Christelle Genoud: Não, não é novo. Essa questão já estava muito presente, por exemplo, durante a Guerra Fria. Mas as guerras na Ucrânia e em Gaza a ressaltaram.

O apoio muito forte dos países ocidentais à Ucrânia, em comparação com outras crises no mundo, foi percebido como tratamento desigual pelos países do Sul. Seu fracasso em condenar veementemente o ataque de Israel aos palestinos em Gaza também foi visto como tal.

Ao mesmo tempo, os estados do sul também têm suas contradições, como quando os países muçulmanos apoiam os palestinos em Gaza, mas permanecem em silêncio sobre o destino dos uigures na China.

swissinfo.ch: Como a China usa essas percepções de padrões duplos?

####

_TAREFAS A REALIZAR_
- 1) Segundo o trecho, em que período a questão já estava muito presente?
- 2) Transcreva sem nenhuma alteração todas as linhas dos registros que vêm a seguir.

_DADOS FORNECIDOS_
####

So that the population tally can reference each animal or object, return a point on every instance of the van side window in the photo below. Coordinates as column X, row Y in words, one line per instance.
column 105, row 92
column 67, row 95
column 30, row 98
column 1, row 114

####

_RESPOSTAS ESPERADAS_
- 1) Durante a Guerra Fria.

- 2)
So that the population tally can reference each animal or object, return a point on every instance of the van side window in the photo below. Coordinates as column X, row Y in words, one line per instance.
column 105, row 92
column 67, row 95
column 30, row 98
column 1, row 114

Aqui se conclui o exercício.